Text shown:
Start of Block

In CUSP: Designing into the Next Decade, touring 2013-2016, ADC looked literally to the future. The exhibition surveyed the work of 12 designers working across a range of disciplines including data visualisation, fashion, architecture and social robotics to imagine what the future of design might look like and how it might continue to impact our lives. Another exhibition exploring the potential of new technologies, Shapeshifters: 3D Printing the Future, a joint exhibition presentation between ADC and the Western Plains Cultural Centre, opened in 2016 and toured until 2018.
2015 was a landmark year for ADC, which celebrated its 50 year anniversary with a new location in William Street, Darlinghurst. Australian Design Honours was launched to celebrate the ADC’s 50th anniversary that showcased Australia’s design icons. The inaugural recipients of Australian Design Honours formed the founding membership that has been extended over the ensuing years.
In 2016, Lisa Cahill was appointed as CEO and Artistic Director of Australian Design Centre, leading programming with a strong focus on the re-emergence of the handmade in contemporary design and craft practice, and a commitment to finding new audiences for Australian design and craft. Within the first year of Lisa’s leadership, ADC launched two initiatives to create markets for local makers: ADC reopened Object Shop, a retail space within the gallery for local makers to sell their work and ADC held the first of its outdoor Makers Markets in Palmer Street adjacent to the gallery.
The following year, Lisa Cahill with Creative Strategy Associate Penny Craswell, launched Sydney Craft Week, a city-wide festival celebrating the beauty of the handmade. The first year in 2017 was welcomed by the craft community and the festival has become an annual fixture in Sydney’s cultural calendar, with the program publish online and in a print program. In 2018, Sydney Craft Week was awarded a festivals grant by the City of Sydney.
ADC continues to promote an awareness of design criticality and the evolving nature of design in the world around us. In 2018, Obsessed: Compelled to make was a major exhibition curated by Lisa Cahill and Penny Craswell that explores the act of making through the framework of obsession – how it consumes us, carrying us along in its wake, colouring every aspect of our lives. Artists in the exhibition are Gabriella Bisetto, Lorraine Connelly-Northey, Honor Freeman, Jon Goulder, Kath Inglis, Laura McCusker, Elliat Rich and James B Young (Elbowrkshp), Kate Rohde, Oliver Smith, Vipoo Srivilasa, Tjunkaya Tapaya, Louise Weaver and Liz Williamson. Currently on tour to 12 venues, the exhibition includes 14 short films and a full-length catalogue.
What many of these exhibitions represent is an ongoing understanding of the handmade as a pivotal component of design, even as our understanding of it continues to evolve to incorporate technology, biology, fashion and much, much more. Critically though, it demonstrates ADC’s commitment to the ongoing conversations and debates about the importance of design and its many varied applications in our lives.
Image: Designing Bright Futures, Matilda Roberts, Life After Waste, Homemade paper embossed, 2018.

End of Block

Excerpted data:
Start of Block

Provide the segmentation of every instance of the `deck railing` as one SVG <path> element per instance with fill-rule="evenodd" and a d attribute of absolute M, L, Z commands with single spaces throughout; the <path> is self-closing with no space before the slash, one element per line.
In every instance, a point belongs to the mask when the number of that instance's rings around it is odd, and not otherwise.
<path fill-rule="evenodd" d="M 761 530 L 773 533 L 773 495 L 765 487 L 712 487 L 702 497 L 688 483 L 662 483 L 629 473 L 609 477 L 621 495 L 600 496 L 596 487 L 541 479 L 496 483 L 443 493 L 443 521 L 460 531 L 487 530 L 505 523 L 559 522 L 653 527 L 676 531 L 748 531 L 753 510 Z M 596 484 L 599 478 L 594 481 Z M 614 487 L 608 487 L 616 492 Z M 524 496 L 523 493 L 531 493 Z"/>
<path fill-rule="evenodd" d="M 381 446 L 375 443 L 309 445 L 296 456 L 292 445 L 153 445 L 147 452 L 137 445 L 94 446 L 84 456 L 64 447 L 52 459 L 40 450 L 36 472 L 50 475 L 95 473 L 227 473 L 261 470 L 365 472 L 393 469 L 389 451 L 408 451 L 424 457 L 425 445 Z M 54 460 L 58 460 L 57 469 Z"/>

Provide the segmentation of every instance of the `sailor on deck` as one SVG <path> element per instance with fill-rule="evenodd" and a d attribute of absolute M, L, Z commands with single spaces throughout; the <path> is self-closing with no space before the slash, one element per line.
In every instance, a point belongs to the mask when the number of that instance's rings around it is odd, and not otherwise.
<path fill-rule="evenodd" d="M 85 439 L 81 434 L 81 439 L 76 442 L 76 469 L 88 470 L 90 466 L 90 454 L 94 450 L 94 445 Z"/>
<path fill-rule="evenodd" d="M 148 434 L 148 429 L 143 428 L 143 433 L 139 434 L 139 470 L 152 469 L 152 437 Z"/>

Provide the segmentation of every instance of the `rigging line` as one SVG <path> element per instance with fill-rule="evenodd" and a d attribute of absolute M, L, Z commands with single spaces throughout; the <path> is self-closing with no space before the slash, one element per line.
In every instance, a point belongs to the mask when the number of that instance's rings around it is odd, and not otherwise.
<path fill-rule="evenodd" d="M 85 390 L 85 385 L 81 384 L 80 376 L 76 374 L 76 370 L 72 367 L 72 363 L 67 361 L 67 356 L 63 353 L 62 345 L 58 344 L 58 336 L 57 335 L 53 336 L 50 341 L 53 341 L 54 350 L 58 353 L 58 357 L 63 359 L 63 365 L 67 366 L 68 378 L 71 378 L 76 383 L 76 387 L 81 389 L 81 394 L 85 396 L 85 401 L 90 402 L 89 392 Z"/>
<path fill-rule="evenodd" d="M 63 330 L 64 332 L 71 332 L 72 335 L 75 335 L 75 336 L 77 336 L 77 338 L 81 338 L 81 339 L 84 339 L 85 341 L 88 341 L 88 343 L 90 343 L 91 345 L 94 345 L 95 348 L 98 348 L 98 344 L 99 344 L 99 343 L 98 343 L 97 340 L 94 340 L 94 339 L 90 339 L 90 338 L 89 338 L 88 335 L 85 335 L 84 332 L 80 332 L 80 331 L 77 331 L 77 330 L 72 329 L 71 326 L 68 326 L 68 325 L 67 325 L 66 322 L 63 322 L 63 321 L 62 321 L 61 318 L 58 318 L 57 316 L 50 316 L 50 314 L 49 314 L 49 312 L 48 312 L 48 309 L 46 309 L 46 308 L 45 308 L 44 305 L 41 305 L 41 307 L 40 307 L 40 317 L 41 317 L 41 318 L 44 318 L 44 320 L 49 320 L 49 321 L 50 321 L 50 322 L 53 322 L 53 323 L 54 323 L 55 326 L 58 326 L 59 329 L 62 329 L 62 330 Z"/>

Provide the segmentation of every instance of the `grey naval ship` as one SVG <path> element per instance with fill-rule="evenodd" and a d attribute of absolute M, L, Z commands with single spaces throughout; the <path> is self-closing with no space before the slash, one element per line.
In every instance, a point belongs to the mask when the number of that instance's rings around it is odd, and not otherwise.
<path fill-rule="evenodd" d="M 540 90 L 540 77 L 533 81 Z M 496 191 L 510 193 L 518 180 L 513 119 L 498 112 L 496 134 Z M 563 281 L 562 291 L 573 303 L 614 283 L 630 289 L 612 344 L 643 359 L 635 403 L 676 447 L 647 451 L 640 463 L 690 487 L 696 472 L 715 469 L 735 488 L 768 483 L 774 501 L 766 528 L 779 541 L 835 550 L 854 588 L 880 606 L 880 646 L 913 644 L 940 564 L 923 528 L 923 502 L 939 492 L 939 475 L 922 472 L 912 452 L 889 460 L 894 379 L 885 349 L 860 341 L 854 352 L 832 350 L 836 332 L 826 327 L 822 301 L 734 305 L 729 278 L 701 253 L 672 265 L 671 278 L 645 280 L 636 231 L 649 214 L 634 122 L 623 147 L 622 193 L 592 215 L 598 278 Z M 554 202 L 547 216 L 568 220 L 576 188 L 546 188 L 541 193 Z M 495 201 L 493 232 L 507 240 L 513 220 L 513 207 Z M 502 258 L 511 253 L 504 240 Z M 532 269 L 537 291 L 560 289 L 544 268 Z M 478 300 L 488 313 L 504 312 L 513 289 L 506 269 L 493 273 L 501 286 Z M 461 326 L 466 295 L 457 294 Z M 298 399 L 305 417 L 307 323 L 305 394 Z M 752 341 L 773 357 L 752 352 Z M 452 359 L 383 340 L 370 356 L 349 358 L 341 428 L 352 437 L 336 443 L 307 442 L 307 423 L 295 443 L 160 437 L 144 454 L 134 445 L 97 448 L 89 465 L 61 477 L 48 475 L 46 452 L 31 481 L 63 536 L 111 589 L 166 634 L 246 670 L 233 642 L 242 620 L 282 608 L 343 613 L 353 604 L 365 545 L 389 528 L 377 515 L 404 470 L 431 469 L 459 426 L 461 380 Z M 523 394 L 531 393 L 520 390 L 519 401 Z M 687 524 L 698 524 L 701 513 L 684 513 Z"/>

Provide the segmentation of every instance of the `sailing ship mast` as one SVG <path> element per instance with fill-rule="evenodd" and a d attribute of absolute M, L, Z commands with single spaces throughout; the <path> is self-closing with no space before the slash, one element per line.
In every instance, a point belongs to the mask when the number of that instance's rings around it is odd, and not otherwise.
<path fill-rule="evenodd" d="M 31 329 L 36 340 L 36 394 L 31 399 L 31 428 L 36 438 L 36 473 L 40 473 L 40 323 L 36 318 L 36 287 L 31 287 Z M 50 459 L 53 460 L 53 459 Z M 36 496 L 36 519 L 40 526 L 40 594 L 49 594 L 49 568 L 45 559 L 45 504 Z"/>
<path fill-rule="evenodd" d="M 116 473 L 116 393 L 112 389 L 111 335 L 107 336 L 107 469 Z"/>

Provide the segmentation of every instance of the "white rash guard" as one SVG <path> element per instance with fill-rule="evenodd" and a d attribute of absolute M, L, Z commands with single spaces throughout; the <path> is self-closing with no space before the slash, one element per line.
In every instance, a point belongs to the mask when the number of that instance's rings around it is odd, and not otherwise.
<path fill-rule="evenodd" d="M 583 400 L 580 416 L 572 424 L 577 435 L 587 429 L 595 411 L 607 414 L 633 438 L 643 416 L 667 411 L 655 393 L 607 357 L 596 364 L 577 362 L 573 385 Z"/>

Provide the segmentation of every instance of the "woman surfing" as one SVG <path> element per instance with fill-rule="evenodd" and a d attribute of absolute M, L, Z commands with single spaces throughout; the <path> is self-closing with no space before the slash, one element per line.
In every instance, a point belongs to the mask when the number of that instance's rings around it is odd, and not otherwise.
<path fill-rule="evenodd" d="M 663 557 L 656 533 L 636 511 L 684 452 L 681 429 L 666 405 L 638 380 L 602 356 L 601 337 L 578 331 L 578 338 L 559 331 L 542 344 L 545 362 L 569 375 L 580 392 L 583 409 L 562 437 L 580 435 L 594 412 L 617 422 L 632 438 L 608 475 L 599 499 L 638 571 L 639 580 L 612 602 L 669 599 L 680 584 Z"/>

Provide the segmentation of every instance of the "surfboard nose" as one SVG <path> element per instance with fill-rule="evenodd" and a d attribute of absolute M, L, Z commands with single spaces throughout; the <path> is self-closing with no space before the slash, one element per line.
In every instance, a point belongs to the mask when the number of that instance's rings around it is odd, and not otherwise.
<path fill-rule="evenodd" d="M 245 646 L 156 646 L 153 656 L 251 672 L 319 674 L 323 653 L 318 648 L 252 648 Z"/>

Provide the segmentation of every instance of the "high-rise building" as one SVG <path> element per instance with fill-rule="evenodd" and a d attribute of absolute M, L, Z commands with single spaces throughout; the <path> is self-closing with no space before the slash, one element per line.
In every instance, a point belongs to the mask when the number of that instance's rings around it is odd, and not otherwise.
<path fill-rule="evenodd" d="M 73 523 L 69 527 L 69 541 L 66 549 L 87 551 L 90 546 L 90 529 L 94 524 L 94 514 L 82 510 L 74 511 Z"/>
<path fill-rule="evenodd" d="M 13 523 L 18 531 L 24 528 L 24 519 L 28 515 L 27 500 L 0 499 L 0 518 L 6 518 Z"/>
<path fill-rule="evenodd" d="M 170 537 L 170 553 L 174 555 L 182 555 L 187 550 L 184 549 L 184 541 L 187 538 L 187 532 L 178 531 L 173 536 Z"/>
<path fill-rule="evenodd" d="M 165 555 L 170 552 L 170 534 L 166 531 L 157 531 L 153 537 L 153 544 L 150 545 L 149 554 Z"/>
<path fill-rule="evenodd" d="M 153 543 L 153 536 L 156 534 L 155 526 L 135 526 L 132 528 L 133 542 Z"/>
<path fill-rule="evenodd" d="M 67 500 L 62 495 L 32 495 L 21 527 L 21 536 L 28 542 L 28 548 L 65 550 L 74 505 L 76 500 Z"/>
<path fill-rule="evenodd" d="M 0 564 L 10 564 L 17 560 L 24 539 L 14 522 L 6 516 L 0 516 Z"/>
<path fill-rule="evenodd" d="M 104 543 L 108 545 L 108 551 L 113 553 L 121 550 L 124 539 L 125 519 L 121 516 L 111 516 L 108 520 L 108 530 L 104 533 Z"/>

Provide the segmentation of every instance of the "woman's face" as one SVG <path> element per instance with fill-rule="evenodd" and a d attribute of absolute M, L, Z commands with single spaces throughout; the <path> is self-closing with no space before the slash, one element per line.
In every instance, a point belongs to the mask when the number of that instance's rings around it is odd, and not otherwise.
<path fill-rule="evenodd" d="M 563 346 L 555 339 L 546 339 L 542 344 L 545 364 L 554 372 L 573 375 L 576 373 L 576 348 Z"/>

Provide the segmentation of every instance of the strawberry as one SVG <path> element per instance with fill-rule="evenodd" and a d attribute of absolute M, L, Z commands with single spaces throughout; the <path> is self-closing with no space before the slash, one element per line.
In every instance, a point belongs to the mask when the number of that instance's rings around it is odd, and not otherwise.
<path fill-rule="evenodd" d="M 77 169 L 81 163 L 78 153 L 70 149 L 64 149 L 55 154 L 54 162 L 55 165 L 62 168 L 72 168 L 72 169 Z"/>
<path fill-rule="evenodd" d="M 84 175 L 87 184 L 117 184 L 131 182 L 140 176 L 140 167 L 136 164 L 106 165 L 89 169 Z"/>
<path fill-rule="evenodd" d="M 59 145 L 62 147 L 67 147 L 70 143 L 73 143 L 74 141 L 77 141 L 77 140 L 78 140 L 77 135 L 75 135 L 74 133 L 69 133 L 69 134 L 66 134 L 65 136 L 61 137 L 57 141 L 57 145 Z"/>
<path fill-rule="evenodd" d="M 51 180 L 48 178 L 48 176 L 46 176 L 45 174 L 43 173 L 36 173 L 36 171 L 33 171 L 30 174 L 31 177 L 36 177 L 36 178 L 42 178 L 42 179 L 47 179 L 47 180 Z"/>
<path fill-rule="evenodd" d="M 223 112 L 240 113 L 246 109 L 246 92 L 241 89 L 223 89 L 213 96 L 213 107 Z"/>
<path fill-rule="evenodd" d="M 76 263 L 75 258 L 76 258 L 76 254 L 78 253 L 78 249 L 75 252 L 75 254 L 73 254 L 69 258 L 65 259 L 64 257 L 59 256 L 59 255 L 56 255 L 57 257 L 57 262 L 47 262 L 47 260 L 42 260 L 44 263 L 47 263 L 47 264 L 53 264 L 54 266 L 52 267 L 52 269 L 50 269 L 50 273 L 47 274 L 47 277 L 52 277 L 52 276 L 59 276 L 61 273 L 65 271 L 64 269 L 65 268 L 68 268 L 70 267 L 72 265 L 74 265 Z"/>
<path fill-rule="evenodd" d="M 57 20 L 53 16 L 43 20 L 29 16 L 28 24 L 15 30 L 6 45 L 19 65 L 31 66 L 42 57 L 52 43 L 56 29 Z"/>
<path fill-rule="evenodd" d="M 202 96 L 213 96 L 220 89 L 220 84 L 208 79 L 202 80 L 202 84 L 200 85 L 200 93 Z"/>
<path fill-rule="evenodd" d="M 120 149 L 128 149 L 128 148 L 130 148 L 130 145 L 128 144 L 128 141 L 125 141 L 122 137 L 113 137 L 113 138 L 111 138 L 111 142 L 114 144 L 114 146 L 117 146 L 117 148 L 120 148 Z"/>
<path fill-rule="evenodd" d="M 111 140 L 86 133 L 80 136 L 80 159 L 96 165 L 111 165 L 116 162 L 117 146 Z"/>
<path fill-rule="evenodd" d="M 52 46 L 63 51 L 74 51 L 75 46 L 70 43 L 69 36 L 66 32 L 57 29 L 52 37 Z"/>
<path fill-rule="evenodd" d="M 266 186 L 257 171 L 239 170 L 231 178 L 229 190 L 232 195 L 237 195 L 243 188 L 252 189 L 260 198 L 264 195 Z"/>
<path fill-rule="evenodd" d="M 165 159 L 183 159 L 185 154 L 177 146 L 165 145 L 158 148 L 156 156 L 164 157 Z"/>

End of Block

Activities:
**A)** In the Australian Design Centre text, what street and suburb was ADC's new location in its 50-year anniversary year?
**B)** Output the part of the Australian Design Centre text between "The following year, Lisa" and "City of Sydney.", inclusive.
The listing is material apart from the Australian Design Centre text.

Solution set:
**A)** William Street, Darlinghurst.

**B)**
The following year, Lisa Cahill with Creative Strategy Associate Penny Craswell, launched Sydney Craft Week, a city-wide festival celebrating the beauty of the handmade. The first year in 2017 was welcomed by the craft community and the festival has become an annual fixture in Sydney’s cultural calendar, with the program publish online and in a print program. In 2018, Sydney Craft Week was awarded a festivals grant by the City of Sydney.